■ СТАТЬЯ ■
Вероятно, пока мы будем оставаться в сфере эзотериче­ского образа жизни и неукорененности, никакие гениальные идеи и решения не помогут. Однако это не означает – «долой идеи и мышле­ние, долой духовную работу». Это означает другое: нужно научиться не только мыслить, но и иначе жить, подчинить свою жизнь, требовани­ям жизни в более широком понимании, нужен иной, новый опыт жизни и бытия, а не просто новые идеи.

К обсуждению проблем духовности возвращаются вовсе не слу­чайно. Российская интеллигенция оказалась на распутье. Она растерялась, страшится новых экономических отношений, капиталистической конкуренции, политической борьбы, даже свободы, поскольку свобода оказалась не подкрепленной правом и действующими законами. Са­мое время укрыться от непогоды в духовной гавани. Здесь тихо, привычно, здесь любимые интеллигентские игры, а какой там будет мир и человек ближайшего будущего – лучше не думать, проще заклеймить нового человека и мир, сказав, что они бездуховны. Куда сложнее сохранить свои идеалы и традиции и одновременно критически взглянуть на них, еще важнее – воплотить их в жизнь. Значительно сложнее научиться жить реалистично и так, чтобы жизнь включала наши идеалы и замыслы, чтобы не только в сфере духа или в мире искусства, в обычной жизни были гармония, чистота, красота и идеальные отношения. Но для этого нужно идти на компромиссы, перестраивать свои идеалы, внимательно и доброжелательно изучать мировую, и буржуазную в том числе, культуру и духовность, не перескакивать через себя и этапы жизни, которые все равно нужно пройти, как прошли другие народы.

■ СПИСОК ДАННЫХ ■
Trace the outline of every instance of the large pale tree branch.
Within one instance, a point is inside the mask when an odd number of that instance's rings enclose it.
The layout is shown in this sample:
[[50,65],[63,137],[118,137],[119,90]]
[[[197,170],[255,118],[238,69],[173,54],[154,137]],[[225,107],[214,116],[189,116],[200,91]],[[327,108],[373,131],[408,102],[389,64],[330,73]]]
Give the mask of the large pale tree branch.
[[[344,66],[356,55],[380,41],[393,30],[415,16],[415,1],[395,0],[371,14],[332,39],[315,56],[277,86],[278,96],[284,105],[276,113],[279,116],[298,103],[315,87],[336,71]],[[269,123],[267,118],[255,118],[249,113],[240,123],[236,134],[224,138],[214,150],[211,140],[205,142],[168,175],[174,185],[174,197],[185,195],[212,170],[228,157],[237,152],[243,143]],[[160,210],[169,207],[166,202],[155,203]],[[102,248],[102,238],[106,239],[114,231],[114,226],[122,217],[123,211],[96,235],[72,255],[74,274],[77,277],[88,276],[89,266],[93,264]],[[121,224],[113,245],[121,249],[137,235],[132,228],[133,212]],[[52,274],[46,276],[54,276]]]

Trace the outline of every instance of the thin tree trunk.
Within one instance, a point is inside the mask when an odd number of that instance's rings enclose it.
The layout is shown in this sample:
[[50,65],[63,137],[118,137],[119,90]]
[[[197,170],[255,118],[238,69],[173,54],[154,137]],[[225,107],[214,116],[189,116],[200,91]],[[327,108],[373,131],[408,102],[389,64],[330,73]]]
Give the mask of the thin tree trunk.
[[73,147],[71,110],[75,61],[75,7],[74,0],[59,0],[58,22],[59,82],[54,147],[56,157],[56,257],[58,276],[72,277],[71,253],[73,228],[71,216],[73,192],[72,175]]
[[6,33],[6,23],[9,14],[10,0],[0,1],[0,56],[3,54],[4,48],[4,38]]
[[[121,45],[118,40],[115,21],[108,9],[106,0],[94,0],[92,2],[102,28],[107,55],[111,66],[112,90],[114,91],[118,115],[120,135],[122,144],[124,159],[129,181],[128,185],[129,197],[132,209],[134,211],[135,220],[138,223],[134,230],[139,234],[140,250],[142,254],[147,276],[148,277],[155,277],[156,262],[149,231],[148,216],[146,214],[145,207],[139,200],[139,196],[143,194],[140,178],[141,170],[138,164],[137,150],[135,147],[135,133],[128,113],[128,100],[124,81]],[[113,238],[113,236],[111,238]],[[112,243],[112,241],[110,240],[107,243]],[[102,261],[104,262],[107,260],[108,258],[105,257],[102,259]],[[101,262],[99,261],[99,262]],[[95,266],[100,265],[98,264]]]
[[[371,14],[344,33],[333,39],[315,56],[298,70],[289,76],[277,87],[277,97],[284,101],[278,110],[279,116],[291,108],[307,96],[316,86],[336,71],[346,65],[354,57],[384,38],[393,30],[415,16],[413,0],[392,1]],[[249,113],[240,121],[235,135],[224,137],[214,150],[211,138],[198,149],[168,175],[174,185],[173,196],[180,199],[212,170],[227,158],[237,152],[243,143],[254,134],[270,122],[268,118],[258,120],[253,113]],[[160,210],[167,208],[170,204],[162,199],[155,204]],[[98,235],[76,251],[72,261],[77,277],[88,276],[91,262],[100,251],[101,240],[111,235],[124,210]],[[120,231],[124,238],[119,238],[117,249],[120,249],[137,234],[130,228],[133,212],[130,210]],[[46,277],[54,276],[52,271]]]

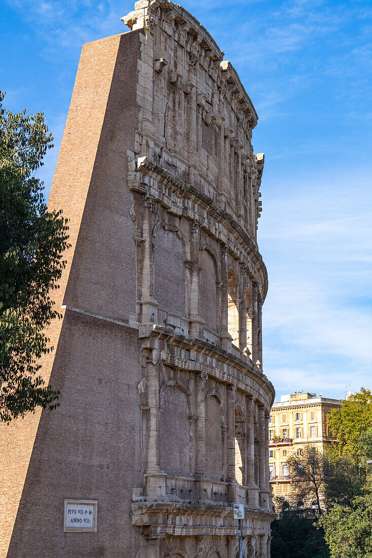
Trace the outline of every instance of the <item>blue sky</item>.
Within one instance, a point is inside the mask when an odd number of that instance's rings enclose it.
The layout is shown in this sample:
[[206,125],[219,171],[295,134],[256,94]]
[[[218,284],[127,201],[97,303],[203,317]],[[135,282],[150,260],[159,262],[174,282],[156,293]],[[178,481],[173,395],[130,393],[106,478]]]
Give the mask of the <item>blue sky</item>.
[[[265,153],[264,368],[277,397],[372,388],[372,4],[185,0],[237,69]],[[43,110],[55,147],[83,42],[127,30],[128,0],[0,2],[6,108]],[[289,389],[288,386],[291,388]]]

■ ПИСЬМЕННОЕ ЗАДАНИЕ ■
Перепишите из статьи о духовности дословно отрывок от слов «Вероятно, пока мы» до слов «просто новые идеи.» включительно. Опирайтесь только на статью.

■ ПИСЬМЕННЫЙ ОТВЕТ ■
Вероятно, пока мы будем оставаться в сфере эзотериче­ского образа жизни и неукорененности, никакие гениальные идеи и решения не помогут. Однако это не означает – «долой идеи и мышле­ние, долой духовную работу». Это означает другое: нужно научиться не только мыслить, но и иначе жить, подчинить свою жизнь, требовани­ям жизни в более широком понимании, нужен иной, новый опыт жизни и бытия, а не просто новые идеи.